## What the task requires
Return the material below line for line, with no changes.

## Stored data entries
=-=-=-=-=

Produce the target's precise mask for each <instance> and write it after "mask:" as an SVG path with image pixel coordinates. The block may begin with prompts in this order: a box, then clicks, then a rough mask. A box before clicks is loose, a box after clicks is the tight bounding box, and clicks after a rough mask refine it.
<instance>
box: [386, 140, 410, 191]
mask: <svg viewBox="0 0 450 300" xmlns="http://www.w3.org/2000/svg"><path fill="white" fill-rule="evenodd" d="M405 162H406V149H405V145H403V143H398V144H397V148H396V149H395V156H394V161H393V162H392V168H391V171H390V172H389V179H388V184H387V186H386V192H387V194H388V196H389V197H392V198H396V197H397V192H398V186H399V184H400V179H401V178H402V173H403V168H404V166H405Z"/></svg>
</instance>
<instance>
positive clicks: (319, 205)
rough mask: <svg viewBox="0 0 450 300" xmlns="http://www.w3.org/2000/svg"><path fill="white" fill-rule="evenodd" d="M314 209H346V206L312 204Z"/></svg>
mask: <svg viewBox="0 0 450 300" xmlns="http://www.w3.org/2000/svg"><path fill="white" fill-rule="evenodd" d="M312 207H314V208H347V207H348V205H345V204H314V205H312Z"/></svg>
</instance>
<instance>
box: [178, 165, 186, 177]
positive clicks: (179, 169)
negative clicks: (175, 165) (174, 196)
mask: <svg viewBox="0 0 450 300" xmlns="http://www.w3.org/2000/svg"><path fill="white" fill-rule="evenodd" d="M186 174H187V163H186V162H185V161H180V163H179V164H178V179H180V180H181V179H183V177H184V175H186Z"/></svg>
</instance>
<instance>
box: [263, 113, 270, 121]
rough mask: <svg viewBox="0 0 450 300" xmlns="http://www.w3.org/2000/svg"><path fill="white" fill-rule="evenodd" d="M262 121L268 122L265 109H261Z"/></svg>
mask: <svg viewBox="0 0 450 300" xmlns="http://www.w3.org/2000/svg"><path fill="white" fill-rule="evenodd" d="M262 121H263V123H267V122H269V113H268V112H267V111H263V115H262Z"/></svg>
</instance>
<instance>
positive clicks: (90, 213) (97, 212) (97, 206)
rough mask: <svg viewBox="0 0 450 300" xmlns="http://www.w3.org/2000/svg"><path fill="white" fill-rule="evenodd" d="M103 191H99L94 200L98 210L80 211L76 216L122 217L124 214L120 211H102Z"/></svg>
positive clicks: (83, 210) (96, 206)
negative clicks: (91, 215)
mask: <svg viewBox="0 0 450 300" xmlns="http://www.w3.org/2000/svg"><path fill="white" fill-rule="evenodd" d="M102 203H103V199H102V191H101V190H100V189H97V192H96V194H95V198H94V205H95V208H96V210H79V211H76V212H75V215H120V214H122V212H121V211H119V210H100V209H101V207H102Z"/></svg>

=-=-=-=-=

## Answer below
Produce the target's precise mask for each <instance> and write it after "mask:" as an SVG path with image pixel coordinates. The block may begin with prompts in this order: a box, then clicks, then a rough mask. A box before clicks is loose, a box after clicks is the tight bounding box, and clicks after a rough mask refine it.
<instance>
box: [386, 140, 410, 191]
mask: <svg viewBox="0 0 450 300" xmlns="http://www.w3.org/2000/svg"><path fill="white" fill-rule="evenodd" d="M405 162H406V149H405V145H403V143H398V144H397V148H396V149H395V156H394V161H393V162H392V168H391V171H390V172H389V179H388V184H387V186H386V192H387V194H388V196H389V197H392V198H396V197H397V192H398V186H399V184H400V179H401V178H402V173H403V168H404V166H405Z"/></svg>
</instance>
<instance>
positive clicks: (319, 205)
rough mask: <svg viewBox="0 0 450 300" xmlns="http://www.w3.org/2000/svg"><path fill="white" fill-rule="evenodd" d="M314 209H346V206L312 204Z"/></svg>
mask: <svg viewBox="0 0 450 300" xmlns="http://www.w3.org/2000/svg"><path fill="white" fill-rule="evenodd" d="M312 207H314V208H347V207H348V205H345V204H314V205H312Z"/></svg>
</instance>
<instance>
box: [178, 165, 186, 177]
positive clicks: (179, 169)
negative clicks: (175, 165) (174, 196)
mask: <svg viewBox="0 0 450 300" xmlns="http://www.w3.org/2000/svg"><path fill="white" fill-rule="evenodd" d="M186 174H187V163H186V162H185V161H180V163H179V164H178V179H180V180H181V179H183V177H184V175H186Z"/></svg>
</instance>
<instance>
box: [263, 113, 270, 121]
rough mask: <svg viewBox="0 0 450 300" xmlns="http://www.w3.org/2000/svg"><path fill="white" fill-rule="evenodd" d="M262 121L268 122L265 109H261Z"/></svg>
mask: <svg viewBox="0 0 450 300" xmlns="http://www.w3.org/2000/svg"><path fill="white" fill-rule="evenodd" d="M262 121H263V123H267V122H269V113H268V112H267V111H263V115H262Z"/></svg>
</instance>
<instance>
positive clicks: (90, 213) (97, 212) (97, 206)
rough mask: <svg viewBox="0 0 450 300" xmlns="http://www.w3.org/2000/svg"><path fill="white" fill-rule="evenodd" d="M103 191H99L94 200L98 210L80 211L76 216L122 217L124 214L120 211H102Z"/></svg>
positive clicks: (83, 210) (96, 206)
negative clicks: (91, 215)
mask: <svg viewBox="0 0 450 300" xmlns="http://www.w3.org/2000/svg"><path fill="white" fill-rule="evenodd" d="M102 203H103V199H102V191H101V190H100V189H97V192H96V194H95V198H94V205H95V208H96V210H79V211H76V212H75V215H120V214H122V212H121V211H119V210H100V209H101V207H102Z"/></svg>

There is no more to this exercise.